**Prompt**.
Write the next part of the text about the 2010 budget cuts to OETA's news program, starting right after its final sentence.

**Document text**.
In July 2010, OETA altered the program's format following the legislature's decision to slash the authority's budget appropriations by $994,000 drop in the state budget for the 2010 fiscal year, coupled with $725,000 in additional cuts that were made to the agency earlier in the year. Longtime anchors George Tomek (a former anchor at KFOR-TV and KOCO-TV in Oklahoma City, who joined OETA in 2007) and Gerry Bonds (who joined OETA in 1996 after a nine-year stint as evening anchor/reporter at KOCO) were permanently suspended from the program, leaving longtime news anchor and manager, Dick Pryor (who briefly stepped back from his duties on the program in 2007, to become chief of staff for Lieutenant Governor Jari Askins, and left the program permanently in 2015 to become director of client services for Oklahoma City-based public relations firm Candor), as the sole anchor of ONR. (, the program is anchored by Rich Lenz, who also serves as OETA's news director and had previously served an anchor/reporter at CBS affiliate KOTV-DT [channel 6] in Tulsa.) The program also eliminated its daily weather segment (presented for years by meteorologist Ross Dixon), relegating weather coverage during the program to situations in which it warranted being the focus of a news story; the same budget issues that led to Tomek, Bonds and Dixon's terminations also resulted in OETA suspending production of five of its news and documentary programs, OKC Metro (an interview program hosted by Bonds that debuted in 1995), Tulsa Times (a newsmagazine series focusing on issues and events concerning the Tulsa area that ran from 1995 to 2009), State of Creativity (a recurring program focusing on Oklahoma's arts community), The People's Business (a monthly financial advice and interview series) and Legislative Week (a series focusing on activity in the Oklahoma Legislature that debuted in 1979).

**Data extract**.
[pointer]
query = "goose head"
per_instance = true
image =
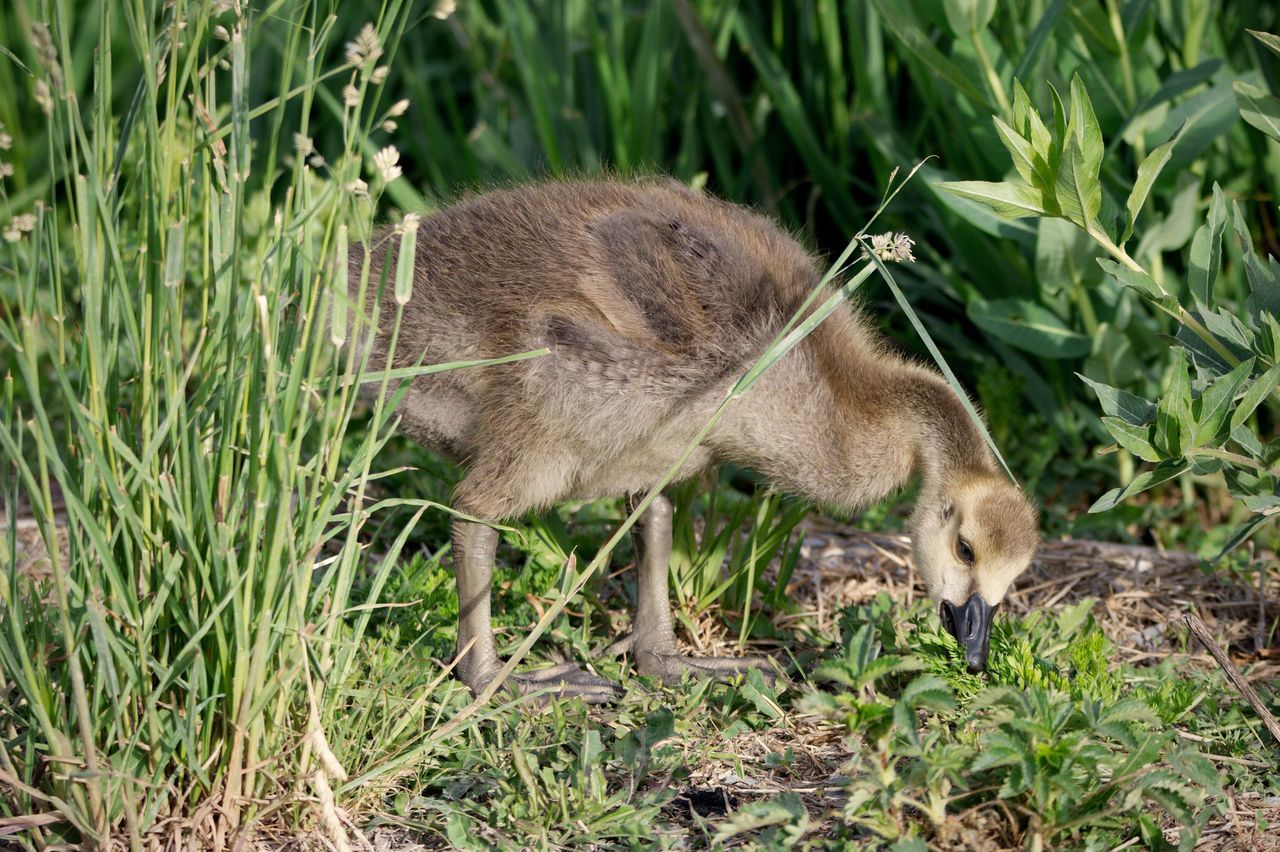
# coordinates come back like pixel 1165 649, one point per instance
pixel 973 537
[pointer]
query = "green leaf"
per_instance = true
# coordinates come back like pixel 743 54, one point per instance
pixel 1253 397
pixel 1272 42
pixel 904 27
pixel 928 691
pixel 1120 403
pixel 1008 200
pixel 1215 404
pixel 1078 192
pixel 1148 170
pixel 1206 256
pixel 1084 127
pixel 1032 169
pixel 1137 280
pixel 1258 108
pixel 1160 473
pixel 968 17
pixel 1136 439
pixel 1174 421
pixel 786 812
pixel 1029 326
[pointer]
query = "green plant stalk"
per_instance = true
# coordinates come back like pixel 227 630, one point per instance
pixel 1180 314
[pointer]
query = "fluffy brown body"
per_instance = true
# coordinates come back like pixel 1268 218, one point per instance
pixel 652 301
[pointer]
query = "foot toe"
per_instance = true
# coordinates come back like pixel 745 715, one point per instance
pixel 568 681
pixel 672 667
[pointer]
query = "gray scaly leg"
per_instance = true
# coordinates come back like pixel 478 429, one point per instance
pixel 474 552
pixel 652 640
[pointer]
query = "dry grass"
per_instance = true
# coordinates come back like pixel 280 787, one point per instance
pixel 1139 592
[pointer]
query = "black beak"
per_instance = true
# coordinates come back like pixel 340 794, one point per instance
pixel 970 624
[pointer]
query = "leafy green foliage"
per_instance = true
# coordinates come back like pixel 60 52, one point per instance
pixel 1200 421
pixel 1055 734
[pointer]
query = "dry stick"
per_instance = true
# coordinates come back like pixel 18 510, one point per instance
pixel 1233 673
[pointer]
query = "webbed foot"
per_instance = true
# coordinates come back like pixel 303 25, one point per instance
pixel 565 681
pixel 670 667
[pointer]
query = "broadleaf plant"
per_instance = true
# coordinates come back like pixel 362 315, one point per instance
pixel 1225 353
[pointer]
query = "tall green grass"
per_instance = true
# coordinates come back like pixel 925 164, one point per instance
pixel 173 378
pixel 803 109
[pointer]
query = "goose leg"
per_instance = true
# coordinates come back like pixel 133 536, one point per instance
pixel 652 640
pixel 474 550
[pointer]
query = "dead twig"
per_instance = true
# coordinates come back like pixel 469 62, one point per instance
pixel 1233 673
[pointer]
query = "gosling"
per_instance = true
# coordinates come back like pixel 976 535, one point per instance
pixel 652 301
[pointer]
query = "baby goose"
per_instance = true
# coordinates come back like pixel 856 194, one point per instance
pixel 653 299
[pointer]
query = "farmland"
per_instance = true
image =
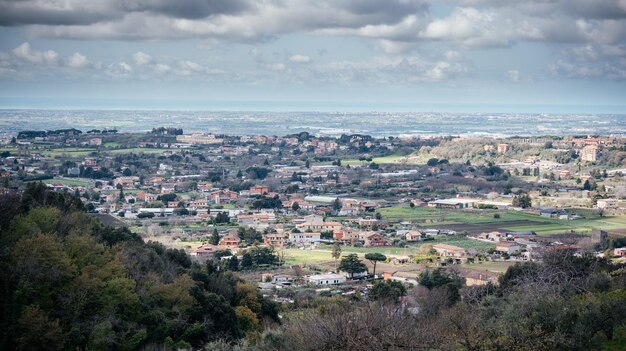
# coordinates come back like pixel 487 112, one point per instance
pixel 476 221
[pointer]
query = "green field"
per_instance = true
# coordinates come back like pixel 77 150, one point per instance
pixel 509 220
pixel 391 159
pixel 137 150
pixel 297 256
pixel 491 266
pixel 68 182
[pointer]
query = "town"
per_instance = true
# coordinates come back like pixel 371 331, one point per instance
pixel 333 215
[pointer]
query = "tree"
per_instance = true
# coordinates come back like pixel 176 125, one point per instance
pixel 337 204
pixel 336 253
pixel 215 238
pixel 233 263
pixel 295 206
pixel 523 201
pixel 432 162
pixel 374 258
pixel 351 265
pixel 221 217
pixel 387 290
pixel 246 261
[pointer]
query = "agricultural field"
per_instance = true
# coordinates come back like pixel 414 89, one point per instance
pixel 391 159
pixel 477 221
pixel 67 181
pixel 491 266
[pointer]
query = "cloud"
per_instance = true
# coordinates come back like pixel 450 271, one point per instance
pixel 161 68
pixel 77 60
pixel 188 68
pixel 300 58
pixel 25 52
pixel 142 58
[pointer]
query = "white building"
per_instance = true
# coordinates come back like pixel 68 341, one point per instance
pixel 305 238
pixel 326 279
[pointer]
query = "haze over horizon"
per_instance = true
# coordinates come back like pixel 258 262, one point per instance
pixel 402 55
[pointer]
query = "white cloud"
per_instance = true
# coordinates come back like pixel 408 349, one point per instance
pixel 278 67
pixel 142 58
pixel 513 75
pixel 25 52
pixel 300 58
pixel 161 68
pixel 77 60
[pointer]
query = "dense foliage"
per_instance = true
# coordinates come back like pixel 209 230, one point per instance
pixel 68 282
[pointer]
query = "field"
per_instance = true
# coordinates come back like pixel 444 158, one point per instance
pixel 391 159
pixel 80 152
pixel 497 266
pixel 66 181
pixel 477 221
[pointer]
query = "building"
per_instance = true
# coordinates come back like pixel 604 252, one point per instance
pixel 326 279
pixel 374 240
pixel 304 238
pixel 258 190
pixel 473 278
pixel 320 226
pixel 621 252
pixel 257 220
pixel 508 247
pixel 274 240
pixel 205 250
pixel 199 138
pixel 503 148
pixel 453 203
pixel 449 250
pixel 589 153
pixel 607 203
pixel 229 242
pixel 413 235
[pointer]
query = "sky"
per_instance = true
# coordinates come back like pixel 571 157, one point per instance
pixel 479 55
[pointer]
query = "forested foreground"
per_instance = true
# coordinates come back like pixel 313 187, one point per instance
pixel 69 283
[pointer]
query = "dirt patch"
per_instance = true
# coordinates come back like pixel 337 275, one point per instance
pixel 486 227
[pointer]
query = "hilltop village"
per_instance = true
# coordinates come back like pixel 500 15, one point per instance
pixel 330 216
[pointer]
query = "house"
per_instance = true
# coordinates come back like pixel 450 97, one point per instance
pixel 621 252
pixel 304 238
pixel 126 181
pixel 508 247
pixel 204 250
pixel 282 279
pixel 199 204
pixel 474 278
pixel 147 197
pixel 320 226
pixel 347 235
pixel 229 242
pixel 400 259
pixel 607 203
pixel 413 235
pixel 374 240
pixel 223 197
pixel 453 203
pixel 257 220
pixel 449 250
pixel 258 190
pixel 589 153
pixel 326 279
pixel 274 240
pixel 503 148
pixel 492 236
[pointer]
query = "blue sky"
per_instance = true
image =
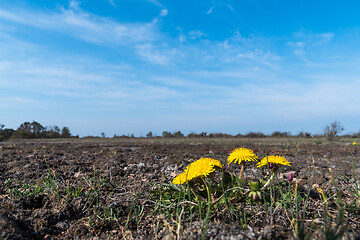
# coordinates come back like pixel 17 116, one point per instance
pixel 134 66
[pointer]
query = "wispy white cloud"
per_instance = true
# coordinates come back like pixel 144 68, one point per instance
pixel 305 43
pixel 83 25
pixel 112 3
pixel 210 10
pixel 154 55
pixel 164 12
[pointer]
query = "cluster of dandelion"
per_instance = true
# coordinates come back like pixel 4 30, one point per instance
pixel 205 166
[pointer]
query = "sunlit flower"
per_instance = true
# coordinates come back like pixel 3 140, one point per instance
pixel 240 155
pixel 200 168
pixel 276 160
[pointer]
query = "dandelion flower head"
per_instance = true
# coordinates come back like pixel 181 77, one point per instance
pixel 200 168
pixel 277 160
pixel 240 155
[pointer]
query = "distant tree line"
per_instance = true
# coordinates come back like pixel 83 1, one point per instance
pixel 31 130
pixel 330 132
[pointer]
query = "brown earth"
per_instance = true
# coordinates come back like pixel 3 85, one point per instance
pixel 93 188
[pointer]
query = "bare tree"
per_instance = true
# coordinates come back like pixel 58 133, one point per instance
pixel 332 130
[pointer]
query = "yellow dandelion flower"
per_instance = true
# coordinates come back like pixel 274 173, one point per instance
pixel 181 178
pixel 320 191
pixel 240 155
pixel 277 160
pixel 200 168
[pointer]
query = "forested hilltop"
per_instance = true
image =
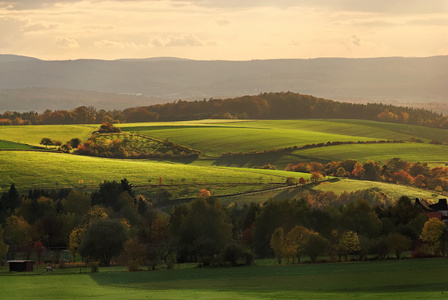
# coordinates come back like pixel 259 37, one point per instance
pixel 264 106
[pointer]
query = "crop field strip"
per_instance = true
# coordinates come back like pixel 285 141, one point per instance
pixel 213 139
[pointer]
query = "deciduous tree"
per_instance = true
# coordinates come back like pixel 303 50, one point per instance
pixel 433 234
pixel 277 244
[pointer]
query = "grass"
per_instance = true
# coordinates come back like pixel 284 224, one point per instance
pixel 33 134
pixel 7 145
pixel 55 170
pixel 213 140
pixel 394 190
pixel 405 279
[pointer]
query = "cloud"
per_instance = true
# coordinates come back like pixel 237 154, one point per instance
pixel 39 27
pixel 356 40
pixel 223 22
pixel 429 22
pixel 183 40
pixel 377 6
pixel 66 42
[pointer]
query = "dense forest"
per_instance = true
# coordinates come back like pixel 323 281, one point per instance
pixel 205 231
pixel 264 106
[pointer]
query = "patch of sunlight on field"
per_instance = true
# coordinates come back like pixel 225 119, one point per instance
pixel 390 189
pixel 33 134
pixel 37 169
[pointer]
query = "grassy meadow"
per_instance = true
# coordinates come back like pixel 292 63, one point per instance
pixel 403 279
pixel 7 145
pixel 55 170
pixel 33 134
pixel 216 137
pixel 223 175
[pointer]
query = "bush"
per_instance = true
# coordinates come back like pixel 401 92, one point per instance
pixel 291 181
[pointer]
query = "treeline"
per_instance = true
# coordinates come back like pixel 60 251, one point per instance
pixel 113 224
pixel 264 106
pixel 125 146
pixel 395 170
pixel 311 146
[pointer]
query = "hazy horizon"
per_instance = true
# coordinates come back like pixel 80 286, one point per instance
pixel 223 30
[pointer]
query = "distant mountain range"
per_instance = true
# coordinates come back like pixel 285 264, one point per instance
pixel 32 84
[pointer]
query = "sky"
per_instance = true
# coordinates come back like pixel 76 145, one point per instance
pixel 223 29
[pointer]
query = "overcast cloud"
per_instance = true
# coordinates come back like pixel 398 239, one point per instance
pixel 223 29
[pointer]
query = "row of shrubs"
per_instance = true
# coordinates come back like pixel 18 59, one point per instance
pixel 311 146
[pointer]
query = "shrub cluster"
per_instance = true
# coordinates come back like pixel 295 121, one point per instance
pixel 310 146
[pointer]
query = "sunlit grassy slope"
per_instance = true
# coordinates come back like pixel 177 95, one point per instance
pixel 216 137
pixel 361 152
pixel 394 190
pixel 33 134
pixel 37 169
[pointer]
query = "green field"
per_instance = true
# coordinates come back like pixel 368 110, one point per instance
pixel 223 175
pixel 214 138
pixel 33 134
pixel 7 145
pixel 55 170
pixel 404 279
pixel 411 152
pixel 394 190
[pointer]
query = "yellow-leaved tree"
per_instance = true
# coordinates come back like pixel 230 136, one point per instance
pixel 277 244
pixel 95 213
pixel 294 243
pixel 348 244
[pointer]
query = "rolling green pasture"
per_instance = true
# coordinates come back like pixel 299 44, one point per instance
pixel 404 279
pixel 214 138
pixel 394 190
pixel 38 169
pixel 33 134
pixel 413 152
pixel 7 145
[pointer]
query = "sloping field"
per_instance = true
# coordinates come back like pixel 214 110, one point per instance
pixel 413 152
pixel 7 145
pixel 33 134
pixel 394 190
pixel 37 169
pixel 214 138
pixel 378 152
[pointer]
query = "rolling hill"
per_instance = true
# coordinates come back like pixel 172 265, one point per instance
pixel 224 175
pixel 403 80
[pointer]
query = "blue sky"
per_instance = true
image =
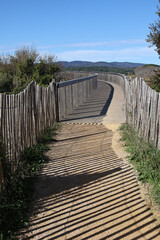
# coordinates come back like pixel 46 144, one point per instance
pixel 89 30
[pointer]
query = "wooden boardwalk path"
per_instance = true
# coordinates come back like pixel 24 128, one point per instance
pixel 86 191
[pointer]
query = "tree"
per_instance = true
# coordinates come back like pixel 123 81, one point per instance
pixel 154 36
pixel 16 71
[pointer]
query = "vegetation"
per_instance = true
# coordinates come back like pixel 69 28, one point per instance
pixel 102 69
pixel 154 39
pixel 16 71
pixel 15 199
pixel 145 157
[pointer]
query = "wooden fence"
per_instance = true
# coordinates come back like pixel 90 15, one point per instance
pixel 142 104
pixel 24 116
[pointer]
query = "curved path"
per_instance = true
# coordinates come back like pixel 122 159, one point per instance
pixel 86 190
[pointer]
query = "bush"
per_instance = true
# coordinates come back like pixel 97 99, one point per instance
pixel 145 157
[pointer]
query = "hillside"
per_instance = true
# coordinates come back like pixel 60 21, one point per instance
pixel 146 71
pixel 100 64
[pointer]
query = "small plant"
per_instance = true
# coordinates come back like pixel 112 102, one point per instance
pixel 16 198
pixel 145 157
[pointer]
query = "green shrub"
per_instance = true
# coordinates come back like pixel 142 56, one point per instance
pixel 145 157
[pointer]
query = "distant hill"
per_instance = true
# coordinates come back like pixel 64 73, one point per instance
pixel 100 64
pixel 146 71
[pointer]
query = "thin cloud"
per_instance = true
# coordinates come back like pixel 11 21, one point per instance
pixel 127 54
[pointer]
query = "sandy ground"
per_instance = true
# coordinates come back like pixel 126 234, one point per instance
pixel 88 190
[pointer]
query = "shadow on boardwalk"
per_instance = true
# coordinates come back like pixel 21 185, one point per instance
pixel 86 192
pixel 94 109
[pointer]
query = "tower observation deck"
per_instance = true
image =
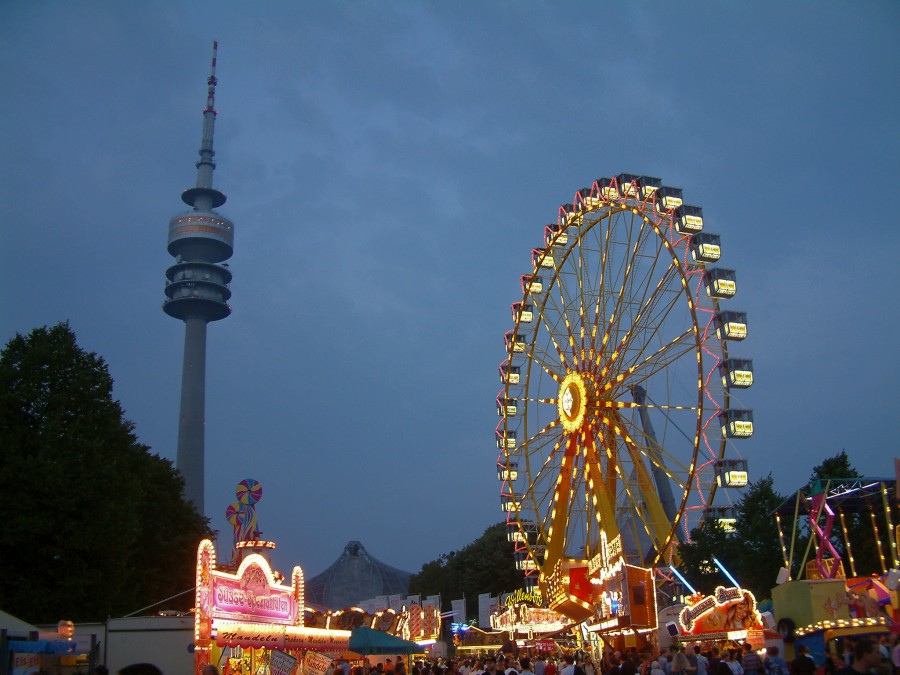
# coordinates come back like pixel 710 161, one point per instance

**Final result**.
As a consequence of the Oklahoma State Legislature's passage of its 2011 budget referendum that cut OETA's annual budget by 9%, the network announced on June 29, 2011, that, after the July 1 broadcast, the Oklahoma News Report would transition from a traditional nightly general news program into a weekly prime time newsmagazine. (The newscast's conversion away from a weeknight newscast saw ONRs longtime 6:30 p.m. timeslot subsequently be occupied by the latter half of the PBS NewsHour as part of a shuffling of OETA's early evening news block that also resulted in the relocation of the Nightly Business Report to an earlier timeslot and the addition of BBC World News America to the member network's lineup.) On July 15, 2011, ONR returned as an hour-long Friday evening magazine series (rebroadcasting on Saturdays over OETA's main channel); by 2013, the program had reverted to a half-hour broadcast. Coinciding with the program's 40th anniversary, on October 16, 2020, the Oklahoma News Report returned to a one-hour format; in addition to debuting a new logo and graphics package as well as a set that debuted in December 2020, the re-expanded format added investigative reports and a 15-minute-long panel discussion segment featuring Oklahoma cultural leaders, journalists and investigative reporters discussing statewide issues.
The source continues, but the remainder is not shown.